:: Extrait choisi ::
La lecture de l’évangile nous propose le long passage de la généalogie de Jésus selon saint Matthieu, qui s’achève sur l’annonce de la conception du Seigneur. Il nous présente l’histoire d’Israël à partir d’Abraham comme un pèlerinage qui, suivant des montées et des descentes, à travers des voies courtes et des voies longues, conduit enfin au Christ[8].   Dans cette longue liste de personnages de l’Ancien Testament, aux côtés d’hommes et de femmes qui se sont montrés fidèles à Dieu, il s'en trouve d’autres qui ne l’ont pas été. Nous y voyons les grands patriarches, Abraham, Isaac et Jacob, qui ont répondu loyalement à la volonté divine, mais nous y trouvons aussi des chefs, des rois et des gens ordinaires qui se sont conduits comme de grands pécheurs. Certains d’entre eux se sont repentis, d’autres pas. Et il en va de même parmi les femmes : aux côtés de Ruth, bien-aimée de Dieu, d’autres sont mentionnées, qui l’ont offensé. Benoît XVI souligne que la généalogie, avec ses figures lumineuses et obscures, avec ses succès et ses échecs, nous démontre que Dieu peut écrire droit également sur les lignes tortueuses de notre histoire. Dieu nous laisse notre liberté et, toutefois, il sait trouver dans notre échec des voies nouvelles pour son amour. Dieu n’échoue pas. Ainsi, cette généalogie est une garantie de la fidélité de Dieu ; une garantie que Dieu ne nous abandonne pas et une invitation à orienter notre vie toujours à nouveau vers lui, à marcher toujours à nouveau vers le Christ[9].
:::
:: Données enregistrées ::
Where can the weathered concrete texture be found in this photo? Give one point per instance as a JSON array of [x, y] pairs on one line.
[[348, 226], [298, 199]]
:::
> [Travail demandé] Dans l'extrait sur la généalogie de Jésus, quelle femme est présentée comme bien-aimée de Dieu ? Pour répondre, appuyez-vous seulement sur l'extrait.

> [Réponse proposée] Ruth.